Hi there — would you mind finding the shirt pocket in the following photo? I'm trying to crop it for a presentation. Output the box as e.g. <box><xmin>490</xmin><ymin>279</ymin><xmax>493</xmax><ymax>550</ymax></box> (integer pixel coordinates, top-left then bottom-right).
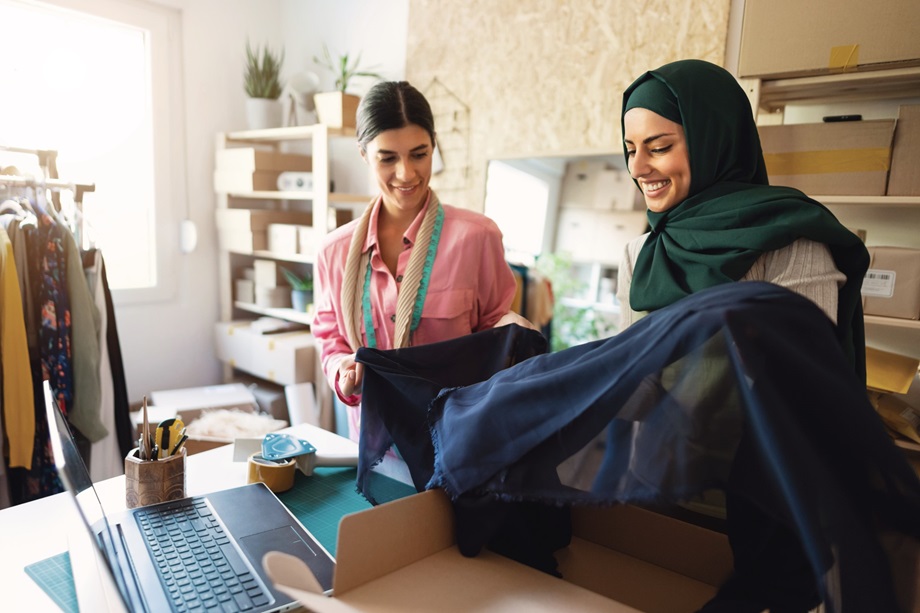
<box><xmin>412</xmin><ymin>289</ymin><xmax>474</xmax><ymax>345</ymax></box>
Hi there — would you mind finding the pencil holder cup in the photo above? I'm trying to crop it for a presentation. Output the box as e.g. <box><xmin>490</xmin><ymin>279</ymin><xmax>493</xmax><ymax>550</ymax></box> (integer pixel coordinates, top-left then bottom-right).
<box><xmin>125</xmin><ymin>449</ymin><xmax>185</xmax><ymax>509</ymax></box>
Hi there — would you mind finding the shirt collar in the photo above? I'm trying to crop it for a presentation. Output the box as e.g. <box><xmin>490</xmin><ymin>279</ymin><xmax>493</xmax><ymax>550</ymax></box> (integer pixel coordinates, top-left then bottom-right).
<box><xmin>364</xmin><ymin>194</ymin><xmax>431</xmax><ymax>252</ymax></box>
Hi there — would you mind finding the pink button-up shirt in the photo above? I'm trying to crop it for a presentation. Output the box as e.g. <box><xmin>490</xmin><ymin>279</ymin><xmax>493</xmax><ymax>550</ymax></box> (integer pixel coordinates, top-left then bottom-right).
<box><xmin>312</xmin><ymin>198</ymin><xmax>517</xmax><ymax>404</ymax></box>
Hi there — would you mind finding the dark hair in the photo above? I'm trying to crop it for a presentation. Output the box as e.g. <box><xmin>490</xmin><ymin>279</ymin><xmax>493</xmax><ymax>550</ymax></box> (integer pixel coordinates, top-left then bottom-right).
<box><xmin>356</xmin><ymin>81</ymin><xmax>434</xmax><ymax>151</ymax></box>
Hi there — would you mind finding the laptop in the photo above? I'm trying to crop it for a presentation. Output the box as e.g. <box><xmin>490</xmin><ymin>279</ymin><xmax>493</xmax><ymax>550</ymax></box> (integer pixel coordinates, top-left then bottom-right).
<box><xmin>44</xmin><ymin>381</ymin><xmax>335</xmax><ymax>613</ymax></box>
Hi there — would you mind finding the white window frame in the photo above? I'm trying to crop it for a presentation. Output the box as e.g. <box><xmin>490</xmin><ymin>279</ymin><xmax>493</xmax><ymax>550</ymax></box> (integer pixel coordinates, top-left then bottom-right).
<box><xmin>9</xmin><ymin>0</ymin><xmax>188</xmax><ymax>304</ymax></box>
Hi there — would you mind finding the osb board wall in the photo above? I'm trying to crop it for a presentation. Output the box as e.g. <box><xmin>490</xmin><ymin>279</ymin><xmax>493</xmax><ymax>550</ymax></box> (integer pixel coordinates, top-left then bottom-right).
<box><xmin>406</xmin><ymin>0</ymin><xmax>731</xmax><ymax>211</ymax></box>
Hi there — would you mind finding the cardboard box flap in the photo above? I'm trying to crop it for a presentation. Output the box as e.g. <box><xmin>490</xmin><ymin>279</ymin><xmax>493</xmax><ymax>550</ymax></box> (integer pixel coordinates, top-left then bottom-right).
<box><xmin>265</xmin><ymin>490</ymin><xmax>731</xmax><ymax>613</ymax></box>
<box><xmin>556</xmin><ymin>537</ymin><xmax>718</xmax><ymax>613</ymax></box>
<box><xmin>572</xmin><ymin>505</ymin><xmax>734</xmax><ymax>586</ymax></box>
<box><xmin>333</xmin><ymin>490</ymin><xmax>454</xmax><ymax>596</ymax></box>
<box><xmin>866</xmin><ymin>347</ymin><xmax>920</xmax><ymax>394</ymax></box>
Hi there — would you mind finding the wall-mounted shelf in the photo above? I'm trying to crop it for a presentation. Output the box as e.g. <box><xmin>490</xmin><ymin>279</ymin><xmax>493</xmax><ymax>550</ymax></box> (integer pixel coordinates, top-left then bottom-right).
<box><xmin>216</xmin><ymin>124</ymin><xmax>362</xmax><ymax>429</ymax></box>
<box><xmin>233</xmin><ymin>300</ymin><xmax>313</xmax><ymax>326</ymax></box>
<box><xmin>742</xmin><ymin>66</ymin><xmax>920</xmax><ymax>113</ymax></box>
<box><xmin>227</xmin><ymin>191</ymin><xmax>371</xmax><ymax>205</ymax></box>
<box><xmin>811</xmin><ymin>196</ymin><xmax>920</xmax><ymax>208</ymax></box>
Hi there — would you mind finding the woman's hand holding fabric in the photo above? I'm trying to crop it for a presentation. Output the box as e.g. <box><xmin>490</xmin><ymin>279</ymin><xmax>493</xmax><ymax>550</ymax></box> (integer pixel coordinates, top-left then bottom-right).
<box><xmin>493</xmin><ymin>311</ymin><xmax>540</xmax><ymax>332</ymax></box>
<box><xmin>339</xmin><ymin>354</ymin><xmax>364</xmax><ymax>397</ymax></box>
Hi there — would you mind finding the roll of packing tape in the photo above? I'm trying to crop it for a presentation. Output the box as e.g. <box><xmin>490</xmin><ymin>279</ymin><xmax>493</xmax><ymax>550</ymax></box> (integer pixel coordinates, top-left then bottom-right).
<box><xmin>248</xmin><ymin>453</ymin><xmax>297</xmax><ymax>494</ymax></box>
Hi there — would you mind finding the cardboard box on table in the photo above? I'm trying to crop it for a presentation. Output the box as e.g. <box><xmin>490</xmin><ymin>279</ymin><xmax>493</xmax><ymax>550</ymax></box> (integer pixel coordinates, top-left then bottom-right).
<box><xmin>217</xmin><ymin>209</ymin><xmax>313</xmax><ymax>253</ymax></box>
<box><xmin>264</xmin><ymin>490</ymin><xmax>732</xmax><ymax>613</ymax></box>
<box><xmin>758</xmin><ymin>119</ymin><xmax>895</xmax><ymax>196</ymax></box>
<box><xmin>887</xmin><ymin>104</ymin><xmax>920</xmax><ymax>196</ymax></box>
<box><xmin>214</xmin><ymin>147</ymin><xmax>313</xmax><ymax>192</ymax></box>
<box><xmin>738</xmin><ymin>0</ymin><xmax>920</xmax><ymax>77</ymax></box>
<box><xmin>862</xmin><ymin>247</ymin><xmax>920</xmax><ymax>319</ymax></box>
<box><xmin>215</xmin><ymin>321</ymin><xmax>316</xmax><ymax>385</ymax></box>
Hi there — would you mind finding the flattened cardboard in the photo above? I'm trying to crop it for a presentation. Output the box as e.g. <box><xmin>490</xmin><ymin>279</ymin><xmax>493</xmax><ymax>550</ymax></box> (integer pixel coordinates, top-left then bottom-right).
<box><xmin>862</xmin><ymin>247</ymin><xmax>920</xmax><ymax>319</ymax></box>
<box><xmin>888</xmin><ymin>104</ymin><xmax>920</xmax><ymax>196</ymax></box>
<box><xmin>265</xmin><ymin>490</ymin><xmax>732</xmax><ymax>613</ymax></box>
<box><xmin>758</xmin><ymin>119</ymin><xmax>895</xmax><ymax>196</ymax></box>
<box><xmin>738</xmin><ymin>0</ymin><xmax>920</xmax><ymax>77</ymax></box>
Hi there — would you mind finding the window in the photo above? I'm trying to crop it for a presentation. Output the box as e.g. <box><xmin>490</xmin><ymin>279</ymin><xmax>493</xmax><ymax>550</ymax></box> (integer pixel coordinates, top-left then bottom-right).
<box><xmin>0</xmin><ymin>0</ymin><xmax>185</xmax><ymax>302</ymax></box>
<box><xmin>484</xmin><ymin>160</ymin><xmax>549</xmax><ymax>266</ymax></box>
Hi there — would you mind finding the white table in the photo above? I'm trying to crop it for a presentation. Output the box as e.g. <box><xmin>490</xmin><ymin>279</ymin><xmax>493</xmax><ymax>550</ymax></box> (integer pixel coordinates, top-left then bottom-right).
<box><xmin>0</xmin><ymin>424</ymin><xmax>358</xmax><ymax>612</ymax></box>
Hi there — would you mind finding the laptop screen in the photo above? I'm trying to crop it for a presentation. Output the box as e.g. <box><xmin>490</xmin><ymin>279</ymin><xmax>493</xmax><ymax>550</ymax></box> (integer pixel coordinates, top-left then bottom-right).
<box><xmin>43</xmin><ymin>381</ymin><xmax>130</xmax><ymax>602</ymax></box>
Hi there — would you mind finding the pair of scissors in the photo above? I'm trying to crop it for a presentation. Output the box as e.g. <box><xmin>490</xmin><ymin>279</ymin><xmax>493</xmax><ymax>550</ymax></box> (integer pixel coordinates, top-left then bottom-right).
<box><xmin>155</xmin><ymin>417</ymin><xmax>185</xmax><ymax>458</ymax></box>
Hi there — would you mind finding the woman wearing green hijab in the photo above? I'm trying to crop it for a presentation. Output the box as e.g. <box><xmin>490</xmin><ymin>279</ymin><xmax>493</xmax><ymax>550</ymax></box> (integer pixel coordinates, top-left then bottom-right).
<box><xmin>618</xmin><ymin>60</ymin><xmax>869</xmax><ymax>613</ymax></box>
<box><xmin>618</xmin><ymin>60</ymin><xmax>869</xmax><ymax>379</ymax></box>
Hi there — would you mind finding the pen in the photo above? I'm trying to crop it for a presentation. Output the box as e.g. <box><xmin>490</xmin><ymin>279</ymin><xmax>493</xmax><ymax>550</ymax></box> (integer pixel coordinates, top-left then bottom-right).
<box><xmin>169</xmin><ymin>434</ymin><xmax>188</xmax><ymax>455</ymax></box>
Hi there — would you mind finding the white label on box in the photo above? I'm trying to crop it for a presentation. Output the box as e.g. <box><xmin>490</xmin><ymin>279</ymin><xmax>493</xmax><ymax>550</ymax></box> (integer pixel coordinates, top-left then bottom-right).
<box><xmin>861</xmin><ymin>268</ymin><xmax>897</xmax><ymax>298</ymax></box>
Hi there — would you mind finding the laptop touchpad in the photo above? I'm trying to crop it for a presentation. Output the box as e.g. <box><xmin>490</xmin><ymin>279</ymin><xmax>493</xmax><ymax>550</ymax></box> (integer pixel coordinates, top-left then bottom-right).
<box><xmin>239</xmin><ymin>526</ymin><xmax>335</xmax><ymax>590</ymax></box>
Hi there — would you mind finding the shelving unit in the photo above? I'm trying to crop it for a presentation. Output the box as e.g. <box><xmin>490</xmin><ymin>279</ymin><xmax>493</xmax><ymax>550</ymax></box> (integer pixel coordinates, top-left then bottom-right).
<box><xmin>741</xmin><ymin>66</ymin><xmax>920</xmax><ymax>358</ymax></box>
<box><xmin>215</xmin><ymin>124</ymin><xmax>370</xmax><ymax>429</ymax></box>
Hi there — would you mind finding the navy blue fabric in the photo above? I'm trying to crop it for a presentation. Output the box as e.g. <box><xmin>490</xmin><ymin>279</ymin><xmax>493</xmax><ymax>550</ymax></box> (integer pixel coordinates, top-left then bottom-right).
<box><xmin>358</xmin><ymin>283</ymin><xmax>920</xmax><ymax>612</ymax></box>
<box><xmin>357</xmin><ymin>326</ymin><xmax>547</xmax><ymax>504</ymax></box>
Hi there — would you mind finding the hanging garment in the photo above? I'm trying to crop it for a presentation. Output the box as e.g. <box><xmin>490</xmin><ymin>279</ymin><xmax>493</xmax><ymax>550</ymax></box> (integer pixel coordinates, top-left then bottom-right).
<box><xmin>98</xmin><ymin>252</ymin><xmax>135</xmax><ymax>458</ymax></box>
<box><xmin>0</xmin><ymin>228</ymin><xmax>35</xmax><ymax>468</ymax></box>
<box><xmin>358</xmin><ymin>282</ymin><xmax>920</xmax><ymax>612</ymax></box>
<box><xmin>9</xmin><ymin>205</ymin><xmax>73</xmax><ymax>504</ymax></box>
<box><xmin>83</xmin><ymin>249</ymin><xmax>124</xmax><ymax>482</ymax></box>
<box><xmin>58</xmin><ymin>224</ymin><xmax>108</xmax><ymax>442</ymax></box>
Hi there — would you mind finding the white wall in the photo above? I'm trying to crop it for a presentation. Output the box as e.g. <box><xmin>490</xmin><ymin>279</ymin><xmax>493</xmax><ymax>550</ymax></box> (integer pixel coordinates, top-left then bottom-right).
<box><xmin>115</xmin><ymin>0</ymin><xmax>281</xmax><ymax>401</ymax></box>
<box><xmin>115</xmin><ymin>0</ymin><xmax>408</xmax><ymax>401</ymax></box>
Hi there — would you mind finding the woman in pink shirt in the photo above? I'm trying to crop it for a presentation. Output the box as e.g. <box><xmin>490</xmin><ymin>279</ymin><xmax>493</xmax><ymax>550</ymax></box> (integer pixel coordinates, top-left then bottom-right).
<box><xmin>312</xmin><ymin>81</ymin><xmax>533</xmax><ymax>440</ymax></box>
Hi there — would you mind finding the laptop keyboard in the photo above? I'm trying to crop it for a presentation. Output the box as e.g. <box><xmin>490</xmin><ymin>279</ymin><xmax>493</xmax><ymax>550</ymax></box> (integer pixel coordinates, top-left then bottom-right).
<box><xmin>136</xmin><ymin>499</ymin><xmax>269</xmax><ymax>612</ymax></box>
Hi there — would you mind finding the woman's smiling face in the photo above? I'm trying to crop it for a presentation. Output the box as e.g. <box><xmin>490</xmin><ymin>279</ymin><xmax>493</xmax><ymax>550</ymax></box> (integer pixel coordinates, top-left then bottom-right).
<box><xmin>361</xmin><ymin>124</ymin><xmax>434</xmax><ymax>211</ymax></box>
<box><xmin>623</xmin><ymin>107</ymin><xmax>690</xmax><ymax>213</ymax></box>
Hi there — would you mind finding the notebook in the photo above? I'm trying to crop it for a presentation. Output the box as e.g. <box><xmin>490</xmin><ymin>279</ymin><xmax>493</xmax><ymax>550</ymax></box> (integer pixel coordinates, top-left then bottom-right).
<box><xmin>44</xmin><ymin>381</ymin><xmax>335</xmax><ymax>613</ymax></box>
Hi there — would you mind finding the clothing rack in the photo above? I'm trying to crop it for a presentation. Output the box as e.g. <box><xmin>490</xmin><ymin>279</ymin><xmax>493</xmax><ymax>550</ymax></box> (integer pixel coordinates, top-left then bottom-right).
<box><xmin>0</xmin><ymin>175</ymin><xmax>96</xmax><ymax>205</ymax></box>
<box><xmin>0</xmin><ymin>145</ymin><xmax>96</xmax><ymax>244</ymax></box>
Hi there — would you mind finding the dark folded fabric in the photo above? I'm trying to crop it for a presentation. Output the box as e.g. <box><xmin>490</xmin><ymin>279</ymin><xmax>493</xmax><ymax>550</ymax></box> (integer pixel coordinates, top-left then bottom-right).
<box><xmin>358</xmin><ymin>282</ymin><xmax>920</xmax><ymax>611</ymax></box>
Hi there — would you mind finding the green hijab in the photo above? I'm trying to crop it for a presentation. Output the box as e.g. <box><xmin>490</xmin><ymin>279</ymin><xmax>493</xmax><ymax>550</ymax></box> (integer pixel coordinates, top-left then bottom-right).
<box><xmin>620</xmin><ymin>60</ymin><xmax>869</xmax><ymax>378</ymax></box>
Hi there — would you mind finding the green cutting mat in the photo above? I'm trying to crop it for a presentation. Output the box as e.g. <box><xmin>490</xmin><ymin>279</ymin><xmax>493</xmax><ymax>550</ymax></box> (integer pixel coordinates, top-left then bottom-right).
<box><xmin>25</xmin><ymin>551</ymin><xmax>80</xmax><ymax>613</ymax></box>
<box><xmin>278</xmin><ymin>468</ymin><xmax>416</xmax><ymax>557</ymax></box>
<box><xmin>25</xmin><ymin>468</ymin><xmax>415</xmax><ymax>613</ymax></box>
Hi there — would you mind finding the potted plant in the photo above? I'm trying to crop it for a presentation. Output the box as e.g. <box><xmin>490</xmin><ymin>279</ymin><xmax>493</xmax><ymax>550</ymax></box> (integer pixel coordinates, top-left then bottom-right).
<box><xmin>243</xmin><ymin>40</ymin><xmax>284</xmax><ymax>130</ymax></box>
<box><xmin>313</xmin><ymin>44</ymin><xmax>383</xmax><ymax>128</ymax></box>
<box><xmin>281</xmin><ymin>267</ymin><xmax>313</xmax><ymax>313</ymax></box>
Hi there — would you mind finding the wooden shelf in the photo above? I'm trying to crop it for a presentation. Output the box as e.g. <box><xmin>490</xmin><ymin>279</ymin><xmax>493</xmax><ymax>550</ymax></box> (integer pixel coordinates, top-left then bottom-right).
<box><xmin>227</xmin><ymin>191</ymin><xmax>371</xmax><ymax>205</ymax></box>
<box><xmin>809</xmin><ymin>195</ymin><xmax>920</xmax><ymax>208</ymax></box>
<box><xmin>233</xmin><ymin>300</ymin><xmax>313</xmax><ymax>326</ymax></box>
<box><xmin>225</xmin><ymin>123</ymin><xmax>355</xmax><ymax>143</ymax></box>
<box><xmin>229</xmin><ymin>249</ymin><xmax>314</xmax><ymax>264</ymax></box>
<box><xmin>759</xmin><ymin>66</ymin><xmax>920</xmax><ymax>112</ymax></box>
<box><xmin>863</xmin><ymin>315</ymin><xmax>920</xmax><ymax>330</ymax></box>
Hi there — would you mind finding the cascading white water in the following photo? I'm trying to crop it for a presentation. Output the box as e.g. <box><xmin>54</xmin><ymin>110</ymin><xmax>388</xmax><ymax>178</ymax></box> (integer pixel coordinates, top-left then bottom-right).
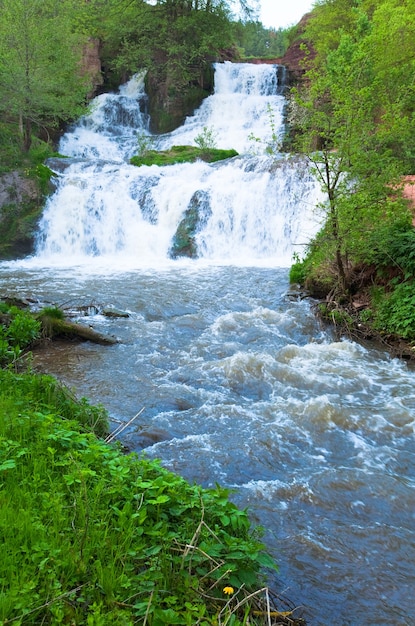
- - -
# [Requirements]
Return every line of the listing that contains the string "laptop". Matching is case-sensitive.

# [Exercise output]
Hi there — would you mind finding the laptop in the photo above? I'm trying to crop it for a presentation. Output the box as e.g. <box><xmin>490</xmin><ymin>279</ymin><xmax>493</xmax><ymax>550</ymax></box> (integer pixel coordinates, top-left then bottom-right).
Hi there — would you mind finding the laptop screen in the photo above? I'm trying to crop it for a presentation. Output the box as e.g. <box><xmin>490</xmin><ymin>279</ymin><xmax>493</xmax><ymax>550</ymax></box> (integer pixel coordinates, top-left then bottom-right).
Hi there — would you mind finding the laptop touchpad in the photo above? I'm trying to crop it for a presentation. Output the box as e.g. <box><xmin>490</xmin><ymin>279</ymin><xmax>493</xmax><ymax>550</ymax></box> (integer pixel coordinates, top-left then bottom-right).
Hi there — would you mind finding the laptop keyboard in the photo above? I'm trying to crop it for a presentation. Output the box as e.g. <box><xmin>490</xmin><ymin>279</ymin><xmax>493</xmax><ymax>550</ymax></box> (integer pixel coordinates, top-left then bottom-right).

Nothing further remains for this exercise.